** REQUIREMENT **
Can you give all the rows again with "shelf-audit tool" swapped for "stock-check tool", everything else unchanged and the pictures left out?

** INPUT **
####################

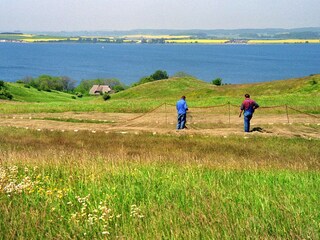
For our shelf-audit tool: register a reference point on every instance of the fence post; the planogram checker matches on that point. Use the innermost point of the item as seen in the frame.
(287, 113)
(229, 112)
(165, 109)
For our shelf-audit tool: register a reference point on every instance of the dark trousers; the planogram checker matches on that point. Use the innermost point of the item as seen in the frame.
(247, 118)
(181, 121)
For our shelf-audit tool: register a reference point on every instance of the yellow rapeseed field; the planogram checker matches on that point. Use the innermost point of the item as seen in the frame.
(203, 41)
(280, 41)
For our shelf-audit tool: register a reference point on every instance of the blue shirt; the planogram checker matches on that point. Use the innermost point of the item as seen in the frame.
(182, 106)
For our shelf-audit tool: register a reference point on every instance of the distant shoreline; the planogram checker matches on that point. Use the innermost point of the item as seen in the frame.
(149, 39)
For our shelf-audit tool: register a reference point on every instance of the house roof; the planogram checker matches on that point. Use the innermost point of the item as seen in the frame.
(97, 89)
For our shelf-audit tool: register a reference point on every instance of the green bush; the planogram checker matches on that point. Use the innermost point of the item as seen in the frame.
(217, 81)
(106, 96)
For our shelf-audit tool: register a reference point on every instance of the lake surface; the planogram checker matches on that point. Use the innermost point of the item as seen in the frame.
(130, 62)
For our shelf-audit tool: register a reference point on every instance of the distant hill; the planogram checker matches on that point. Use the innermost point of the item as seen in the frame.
(298, 91)
(265, 33)
(196, 89)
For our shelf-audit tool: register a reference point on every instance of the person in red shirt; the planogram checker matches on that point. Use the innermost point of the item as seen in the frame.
(248, 106)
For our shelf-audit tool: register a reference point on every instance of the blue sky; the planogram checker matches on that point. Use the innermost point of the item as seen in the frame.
(90, 15)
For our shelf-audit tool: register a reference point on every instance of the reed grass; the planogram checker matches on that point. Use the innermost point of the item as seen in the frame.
(67, 185)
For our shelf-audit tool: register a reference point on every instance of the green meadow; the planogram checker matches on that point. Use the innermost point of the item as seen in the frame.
(116, 185)
(300, 92)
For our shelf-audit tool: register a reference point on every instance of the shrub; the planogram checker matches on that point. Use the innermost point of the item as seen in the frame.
(106, 96)
(217, 82)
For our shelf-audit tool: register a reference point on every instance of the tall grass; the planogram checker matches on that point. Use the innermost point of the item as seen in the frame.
(56, 185)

####################

** RIGHT ANSWER **
For our stock-check tool: register a reference point on every instance of the fence post; the planogram checker matches on that point. Use the innermost point of the item as seen in the frame.
(287, 113)
(229, 112)
(165, 109)
For our stock-check tool: register a reference point on every instance of the dark trousers; the planogram checker matches on that point. Use the innermost point of the item as seen in the frame.
(247, 118)
(181, 121)
For our stock-check tool: register a reference point on every instance of the yellow rapeseed field; the planogram checker matches on that point. Use the innermost point of the item as seen in the frame.
(203, 41)
(280, 41)
For our stock-check tool: register a reference point on every instance of the blue shirt; the planogram checker matches on that point. Use the innermost point of the item as seen in the frame.
(182, 106)
For our stock-check tool: register a reference point on every instance of the distant shoreline; the planogram checker matches on that point. Use the innermost point of the item as seen in the frame.
(149, 39)
For our stock-check tool: register a reference point on every instance of the house roof; the planogram checker matches on that point. Use the innermost point of the item as seen in the frame.
(97, 89)
For our stock-check tool: register a reference point on every instance of the green bush; the planogram checker matches on that point. Use the innermost point of the item as seen in the frame.
(217, 81)
(106, 96)
For our stock-check tool: register a reference point on every instance of the lake surface; the planogram checker matches on that point. Use the innermost point of the item as seen in the frame.
(130, 62)
For our stock-check tool: register a reference point on every instance of the distant hill; the planogram checker matches on that point. Use the innermost point of the item as seen in the frame.
(298, 91)
(265, 33)
(196, 89)
For our stock-check tool: register a reference point on every instance of the person in red shirt; the planogram checker matches on that point. Use the innermost point of the item as seen in the frame.
(248, 106)
For our stock-check tool: register a reference point on every instance of the blue sky; the planogram checker matches on that point. Use the innermost point of the item as seen in the frame.
(90, 15)
For our stock-check tool: register a reference point on every instance of the reed grass; the planogram checker matches on that point. Use the innermost point of the item as seen in the frame.
(67, 185)
For our stock-check tool: register a reference point on every instance of the green meadow; the planogram checker matches on that point. Use the innermost point of the item as seen in the frame.
(116, 185)
(300, 92)
For our stock-check tool: register a reference point on every instance of the shrub; the planogram checker matches on that point. Use the innermost point of the item as seen in the frame.
(106, 96)
(217, 82)
For our stock-check tool: register a reference point on every instance of the tall grass; the planogram checker matches on that point. Use the innermost point of the item as seen in the frame.
(56, 185)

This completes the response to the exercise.